**Required task:** Copy out every record below, word for word.

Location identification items
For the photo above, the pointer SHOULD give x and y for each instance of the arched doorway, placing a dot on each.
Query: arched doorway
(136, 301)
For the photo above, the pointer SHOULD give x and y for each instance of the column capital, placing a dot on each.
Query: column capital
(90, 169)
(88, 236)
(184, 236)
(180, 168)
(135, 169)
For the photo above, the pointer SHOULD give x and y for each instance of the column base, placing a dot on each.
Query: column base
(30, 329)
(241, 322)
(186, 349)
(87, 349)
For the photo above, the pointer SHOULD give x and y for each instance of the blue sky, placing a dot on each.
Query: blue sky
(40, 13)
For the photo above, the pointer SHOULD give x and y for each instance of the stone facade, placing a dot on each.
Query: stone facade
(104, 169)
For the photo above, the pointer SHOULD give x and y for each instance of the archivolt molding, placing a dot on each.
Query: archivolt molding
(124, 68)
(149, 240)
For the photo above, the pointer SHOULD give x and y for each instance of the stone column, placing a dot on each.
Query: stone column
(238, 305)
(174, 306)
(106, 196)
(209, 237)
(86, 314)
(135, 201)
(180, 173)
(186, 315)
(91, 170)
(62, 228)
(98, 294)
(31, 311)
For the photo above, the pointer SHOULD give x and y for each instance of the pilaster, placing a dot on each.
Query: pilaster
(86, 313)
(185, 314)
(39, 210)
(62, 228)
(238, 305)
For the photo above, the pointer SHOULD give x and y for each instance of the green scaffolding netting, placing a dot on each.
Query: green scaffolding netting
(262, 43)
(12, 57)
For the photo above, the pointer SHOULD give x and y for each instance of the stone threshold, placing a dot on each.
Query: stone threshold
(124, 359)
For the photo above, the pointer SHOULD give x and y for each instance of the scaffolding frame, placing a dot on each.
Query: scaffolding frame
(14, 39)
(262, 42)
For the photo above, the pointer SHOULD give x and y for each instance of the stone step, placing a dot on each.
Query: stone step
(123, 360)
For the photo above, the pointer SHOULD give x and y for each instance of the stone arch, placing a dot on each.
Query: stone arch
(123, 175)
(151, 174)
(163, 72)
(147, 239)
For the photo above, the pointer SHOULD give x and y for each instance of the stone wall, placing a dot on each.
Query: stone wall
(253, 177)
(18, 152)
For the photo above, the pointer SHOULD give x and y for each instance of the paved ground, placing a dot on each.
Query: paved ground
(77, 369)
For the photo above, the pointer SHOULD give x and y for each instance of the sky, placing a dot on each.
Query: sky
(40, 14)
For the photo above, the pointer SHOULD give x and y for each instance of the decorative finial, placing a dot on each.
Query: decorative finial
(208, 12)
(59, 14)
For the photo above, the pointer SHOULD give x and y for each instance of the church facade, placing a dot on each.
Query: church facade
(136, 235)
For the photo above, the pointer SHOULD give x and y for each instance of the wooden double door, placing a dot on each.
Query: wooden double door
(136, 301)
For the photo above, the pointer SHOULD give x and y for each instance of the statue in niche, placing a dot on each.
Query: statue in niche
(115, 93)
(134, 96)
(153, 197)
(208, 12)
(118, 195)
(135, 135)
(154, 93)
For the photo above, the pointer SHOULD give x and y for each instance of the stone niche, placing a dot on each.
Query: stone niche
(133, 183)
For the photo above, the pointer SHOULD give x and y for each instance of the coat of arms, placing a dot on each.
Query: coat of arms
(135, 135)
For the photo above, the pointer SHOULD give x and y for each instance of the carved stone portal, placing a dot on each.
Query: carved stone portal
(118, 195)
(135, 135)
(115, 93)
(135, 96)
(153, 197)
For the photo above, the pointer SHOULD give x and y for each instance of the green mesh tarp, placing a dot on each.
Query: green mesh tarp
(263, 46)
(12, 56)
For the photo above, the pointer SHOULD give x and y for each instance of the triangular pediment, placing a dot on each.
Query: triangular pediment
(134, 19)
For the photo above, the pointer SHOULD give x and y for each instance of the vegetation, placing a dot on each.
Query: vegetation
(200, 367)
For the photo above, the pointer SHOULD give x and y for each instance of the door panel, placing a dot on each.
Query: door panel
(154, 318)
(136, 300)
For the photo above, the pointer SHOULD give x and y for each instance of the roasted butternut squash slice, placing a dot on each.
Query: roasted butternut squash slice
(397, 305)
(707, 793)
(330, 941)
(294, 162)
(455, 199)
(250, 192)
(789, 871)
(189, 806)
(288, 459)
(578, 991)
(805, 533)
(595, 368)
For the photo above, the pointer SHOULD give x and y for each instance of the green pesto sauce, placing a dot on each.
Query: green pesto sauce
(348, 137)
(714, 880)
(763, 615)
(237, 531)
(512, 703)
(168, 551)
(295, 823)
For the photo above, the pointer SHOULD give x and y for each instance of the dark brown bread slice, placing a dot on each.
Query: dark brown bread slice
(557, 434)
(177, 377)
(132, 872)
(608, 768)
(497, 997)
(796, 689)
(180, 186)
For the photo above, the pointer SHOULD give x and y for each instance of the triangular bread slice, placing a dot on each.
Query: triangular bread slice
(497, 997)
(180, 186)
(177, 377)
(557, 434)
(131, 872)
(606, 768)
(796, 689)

**Solution:**
For the photo above, the pointer SHOULD give x and y for each instance of the arched doorway, placing a dot on each.
Query: arched doorway
(136, 301)
For the photo above, the pointer SHOULD give x and y for each instance of the column capital, placing a dot on each.
Query: column capital
(90, 169)
(88, 236)
(184, 236)
(180, 168)
(135, 169)
For the photo above, the pointer SHOULD give x and y for each instance of the column base, placing a dot on each.
Query: column base
(30, 329)
(241, 322)
(186, 349)
(87, 349)
For the photo above, the pointer SHOULD give x and y for each instance of the blue sky, placing a dot on each.
Query: blue sky
(40, 13)
For the photo above, the pointer SHOULD give x and y for each instance of the stone facade, placing a dot on each.
Query: stone facade
(104, 169)
For the photo above, the pointer SHOULD give x and y for each instance of the archivolt molding, placing a dot on each.
Query: archivolt molding
(124, 68)
(149, 240)
For the photo above, the pointer SHOULD give x and y for each instance of the stone column, placing a dot on each.
Query: stone column
(238, 305)
(174, 306)
(106, 196)
(209, 237)
(86, 314)
(135, 201)
(180, 173)
(186, 315)
(91, 170)
(62, 228)
(98, 294)
(31, 311)
For the photo above, the pointer SHOULD give x and y for each instance of the pilaster, placing a dot on each.
Query: pilaster
(86, 313)
(185, 314)
(39, 210)
(62, 228)
(238, 305)
For the photo above, the pointer SHOULD give x and y for each instance of the green scaffolding netting, placing a dot on each.
Query: green scaffolding netting
(262, 43)
(12, 57)
For the photo above, the pointer SHOULD give x and y for each instance of the stone threshold, placing a dot on each.
Query: stone threshold
(124, 359)
For the photo above, the pointer SHOULD give x and y for each instance of the scaffolding frame, placing a dot on each.
Query: scaffolding frame
(14, 39)
(262, 42)
For the photo above, the pointer SHOULD give x and y for each instance of the stone step, placing a dot on each.
Query: stone step
(123, 360)
For the photo above, the pointer SHOULD give x and y for each instance of the stone arch, placing a dot on each.
Query: stone arch
(123, 175)
(151, 174)
(163, 72)
(147, 239)
For the photo above, the pointer SHOULD give x and y for each instance of the stone wall, placing a dot on each.
Query: stone wall
(253, 177)
(18, 152)
For the photo above, the pointer SHOULD give x and y for each instance of the paved ground, placing a dot on each.
Query: paved ground
(77, 369)
For the photo above, the pointer SHOULD give x and y for each instance of the sky, placing a dot on each.
Query: sky
(40, 14)
For the photo above, the pointer SHOULD give x and y for each instance of the decorative finial, placing a dot on each.
Query: decorative finial
(208, 12)
(59, 14)
For the photo above, the pointer SHOULD give x and y for each instance of the church facade, placing a dot on each.
Query: church facade
(136, 235)
For the photo above, the pointer SHOULD give x and y for each instance of the wooden double door, placing a dot on each.
Query: wooden double door
(136, 301)
For the photo above, the pointer SHOULD give x and y for each instance of the statue in niche, placing a dot on each.
Query: statue in niche
(115, 93)
(134, 96)
(153, 197)
(208, 12)
(118, 195)
(135, 135)
(154, 93)
For the photo above, the pointer SHOULD give x and y for each instance of the stone niche, placing a dot on each.
Query: stone niche
(133, 183)
For the photo above, the pointer SHOULD give x and y for each instance of the coat of arms, placing a dot on each.
Query: coat of arms
(135, 135)
For the photo above, the pointer SHOULD give x and y for each instance of the carved stone portal, placing a dot on each.
Query: carved stone portal
(118, 195)
(135, 135)
(115, 93)
(135, 96)
(153, 197)
For the photo above, the pointer SHOULD give x and y for each instance of the green mesh tarp, placing a dot on each.
Query: green mesh tarp
(263, 46)
(12, 56)
For the photo above, the pointer SHOULD give x and y for each instance of the triangular pediment, placing a dot on each.
Query: triangular pediment
(134, 19)
For the photo above, the pointer SHOULD give x and y for each instance of the vegetation, placing a dot on each.
Query: vegetation
(200, 367)
For the photo above, the pointer SHOULD give x and y for each instance of the door panel, placing a dot on each.
Query: door panel
(154, 318)
(136, 300)
For the photo above, the pointer SHOULD give x and y for each instance of the roasted butternut squash slice, placing a dot on each.
Query: roasted butternut squash slice
(397, 305)
(707, 793)
(330, 941)
(294, 162)
(455, 199)
(250, 192)
(789, 871)
(189, 806)
(288, 459)
(578, 991)
(805, 533)
(595, 368)
For the photo above, the pointer SHOULD give x and y for each instance of the green pesto sauce, placing a dot on each.
Query: green pesto sauce
(348, 137)
(714, 880)
(763, 615)
(237, 531)
(512, 703)
(168, 551)
(295, 823)
For the photo above, the pointer SHOULD give x and y for each instance of the dark brown bread slice, placing a dot on each.
Query: dark brown bread slice
(557, 434)
(177, 377)
(132, 872)
(608, 768)
(497, 997)
(796, 689)
(180, 186)
For the photo above, the pointer SHOULD give x and y for each instance of the triangular bread slice, placing a dot on each.
Query: triangular bread slice
(497, 997)
(180, 186)
(177, 377)
(557, 434)
(131, 872)
(606, 768)
(796, 689)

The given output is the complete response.